▶ [ESTRATTO DEL DOCUMENTO]
◆ ◆ ◆ ◆

Nonostante la rigida contrapposizione imposta dal sistema elettorale
maggioritario, si vide come sinistra e destra avessero convinzioni comuni,
sia sull’abolizione del bicameralismo perfetto, sia sui finanziamenti alle
scuole private, sia soprattutto, sul far transitare le “norme transitorie e
finali” della Costituzione, che in quanto transitorie non dovrebbero
transitare, ma fungere da sostrato a tutto il percorso repubblicano. Per cui
la posizione del Pri in entrambe le coalizioni dal 96 al 2005, fu molto
delicata, legati come eravamo ad una Costituzione che aveva già smesso di
vivere nel 1993, ovvero quando la magistratura divenne un potere come un
altro dello Stato e tale da mettere in questione l’autentico depositario del
potere nell’ordinamento repubblicano, quale era appunto il Parlamento.

◆ ◆ ◆ ◆

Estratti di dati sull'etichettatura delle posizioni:
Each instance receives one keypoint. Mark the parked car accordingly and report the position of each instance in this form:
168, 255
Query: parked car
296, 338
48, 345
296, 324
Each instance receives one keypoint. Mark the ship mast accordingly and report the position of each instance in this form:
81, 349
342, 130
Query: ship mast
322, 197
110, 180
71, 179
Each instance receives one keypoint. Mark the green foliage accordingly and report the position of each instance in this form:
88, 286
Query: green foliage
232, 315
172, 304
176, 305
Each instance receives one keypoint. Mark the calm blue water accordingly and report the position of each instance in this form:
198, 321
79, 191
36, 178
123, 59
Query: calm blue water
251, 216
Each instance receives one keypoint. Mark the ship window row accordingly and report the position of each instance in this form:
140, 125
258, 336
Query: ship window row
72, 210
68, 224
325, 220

◆ ◆ ◆ ◆

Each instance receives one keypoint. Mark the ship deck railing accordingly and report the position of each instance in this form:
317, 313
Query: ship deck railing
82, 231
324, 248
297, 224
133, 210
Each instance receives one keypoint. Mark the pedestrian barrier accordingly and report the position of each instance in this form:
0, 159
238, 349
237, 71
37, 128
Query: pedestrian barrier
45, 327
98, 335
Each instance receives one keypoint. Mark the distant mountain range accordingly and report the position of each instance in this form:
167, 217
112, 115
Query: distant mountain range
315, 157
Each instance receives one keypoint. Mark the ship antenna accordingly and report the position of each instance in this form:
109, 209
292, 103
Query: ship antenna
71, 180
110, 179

◆ ◆ ◆ ◆

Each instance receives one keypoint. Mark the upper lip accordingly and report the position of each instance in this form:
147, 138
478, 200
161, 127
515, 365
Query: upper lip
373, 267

◆ ◆ ◆ ◆

▶ [ELENCO DEI COMPITI]
1/ Elenca le convinzioni che, secondo l'estratto sulla Costituzione, sinistra e destra avevano in comune.
2/ Riscrivi in forma di elenco puntato il paragrafo dell'estratto sulla Costituzione che inizia con "Nonostante la rigida contrapposizione", conservandone i fatti principali.
3/ Trascrivi fedelmente la parte dell'estratto sulla Costituzione che comincia dalle parole contenenti "Nonostante la rigida" e termina dopo "appunto il Parlamento.".
I dati costituiscono materiale a sé, distinto dall'estratto.

▶ [RISPOSTE AI COMPITI]
1/
- L'abolizione del bicameralismo perfetto
- I finanziamenti alle scuole private
- Il far transitare le "norme transitorie e finali" della Costituzione

2/
- Il sistema elettorale maggioritario imponeva una rigida contrapposizione, ma sinistra e destra avevano convinzioni comuni.
- Queste riguardavano l'abolizione del bicameralismo perfetto, i finanziamenti alle scuole private e soprattutto il far transitare le "norme transitorie e finali" della Costituzione.
- Secondo l'estratto, tali norme non dovrebbero transitare, ma fungere da sostrato a tutto il percorso repubblicano.
- Dal 96 al 2005 la posizione del Pri in entrambe le coalizioni fu molto delicata.
- Il Pri era legato a una Costituzione che aveva già smesso di vivere nel 1993.
- In quell'anno la magistratura divenne un potere dello Stato come un altro, tale da mettere in questione il Parlamento, autentico depositario del potere nell'ordinamento repubblicano.

3/
Nonostante la rigida contrapposizione imposta dal sistema elettorale
maggioritario, si vide come sinistra e destra avessero convinzioni comuni,
sia sull’abolizione del bicameralismo perfetto, sia sui finanziamenti alle
scuole private, sia soprattutto, sul far transitare le “norme transitorie e
finali” della Costituzione, che in quanto transitorie non dovrebbero
transitare, ma fungere da sostrato a tutto il percorso repubblicano. Per cui
la posizione del Pri in entrambe le coalizioni dal 96 al 2005, fu molto
delicata, legati come eravamo ad una Costituzione che aveva già smesso di
vivere nel 1993, ovvero quando la magistratura divenne un potere come un
altro dello Stato e tale da mettere in questione l’autentico depositario del
potere nell’ordinamento repubblicano, quale era appunto il Parlamento.